• Exercise
Reproduce everything from "However, Roche cautioned" down to "in the country." in the article on Roche's German investment.

Roche reaffirms German investment plans as rivals retreat

Roche (RHHBY) said it will press ahead with a planned €600mn investment in a new diagnostic production facility in Penzberg, Germany, bucking a trend of pharmaceutical companies scaling back spending in the country in response to government healthcare cost-cutting measures.

The Swiss drugmaker's commitment stands in contrast to moves by rivals Eli Lilly (LLY) and Boehringer Ingelheim, which have both pulled back from major German investment plans. Lilly said it would halve its $2.3bn investment in Germany, while privately held Boehringer scrapped €900mn in planned spending, with both companies citing the government's proposed healthcare cost reductions.

The Penzberg facility represents Roche's largest single investment in Germany. The decision to proceed was taken several years ago, with construction expected to complete by 2027.

However, Roche cautioned that future spending in Germany would face closer scrutiny. "The cabinet decision is creating a new degree of uncertainty regarding investments, research, and production decisions in Germany," said Daniel Steiners, chief executive of Roche Pharma AG. He warned that the government risked causing significant economic damage while delivering minimal benefit to the sustainability of the healthcare system, and said the parliamentary process represented a final opportunity to restore investment confidence in the country.

• Dataset extract
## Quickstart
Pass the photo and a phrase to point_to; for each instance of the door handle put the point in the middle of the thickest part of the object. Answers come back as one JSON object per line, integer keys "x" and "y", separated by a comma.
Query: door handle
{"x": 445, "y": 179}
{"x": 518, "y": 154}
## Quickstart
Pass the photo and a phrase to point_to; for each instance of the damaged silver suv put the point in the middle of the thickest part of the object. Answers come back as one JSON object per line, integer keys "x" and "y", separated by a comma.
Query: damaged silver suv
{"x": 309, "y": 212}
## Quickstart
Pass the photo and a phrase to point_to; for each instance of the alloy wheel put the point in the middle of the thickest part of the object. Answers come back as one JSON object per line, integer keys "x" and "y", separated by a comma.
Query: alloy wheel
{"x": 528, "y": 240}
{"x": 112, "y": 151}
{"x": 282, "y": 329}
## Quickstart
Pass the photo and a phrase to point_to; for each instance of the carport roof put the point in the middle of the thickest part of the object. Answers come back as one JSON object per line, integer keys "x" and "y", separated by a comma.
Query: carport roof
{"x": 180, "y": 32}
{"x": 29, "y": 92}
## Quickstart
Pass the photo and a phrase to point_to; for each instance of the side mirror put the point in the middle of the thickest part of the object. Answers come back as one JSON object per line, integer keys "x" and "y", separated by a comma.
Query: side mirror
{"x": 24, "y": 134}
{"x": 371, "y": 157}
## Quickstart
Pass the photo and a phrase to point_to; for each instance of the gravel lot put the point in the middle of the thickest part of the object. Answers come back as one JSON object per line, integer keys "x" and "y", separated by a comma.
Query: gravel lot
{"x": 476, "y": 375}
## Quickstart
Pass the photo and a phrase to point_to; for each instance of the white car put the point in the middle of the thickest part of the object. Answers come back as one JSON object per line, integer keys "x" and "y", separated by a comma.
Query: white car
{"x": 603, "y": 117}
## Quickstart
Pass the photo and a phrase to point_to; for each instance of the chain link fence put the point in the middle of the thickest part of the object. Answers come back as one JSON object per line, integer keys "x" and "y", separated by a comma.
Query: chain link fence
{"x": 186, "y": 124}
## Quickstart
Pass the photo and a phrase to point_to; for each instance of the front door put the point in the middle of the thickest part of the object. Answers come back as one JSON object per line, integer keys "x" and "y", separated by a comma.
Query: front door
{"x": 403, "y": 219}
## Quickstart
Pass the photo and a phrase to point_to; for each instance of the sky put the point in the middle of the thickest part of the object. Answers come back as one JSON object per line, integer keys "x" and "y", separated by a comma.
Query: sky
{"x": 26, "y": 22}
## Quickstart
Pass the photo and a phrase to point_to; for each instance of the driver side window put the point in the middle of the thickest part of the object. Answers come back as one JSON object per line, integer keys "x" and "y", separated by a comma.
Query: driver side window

• Result of this task
However, Roche cautioned that future spending in Germany would face closer scrutiny. "The cabinet decision is creating a new degree of uncertainty regarding investments, research, and production decisions in Germany," said Daniel Steiners, chief executive of Roche Pharma AG. He warned that the government risked causing significant economic damage while delivering minimal benefit to the sustainability of the healthcare system, and said the parliamentary process represented a final opportunity to restore investment confidence in the country.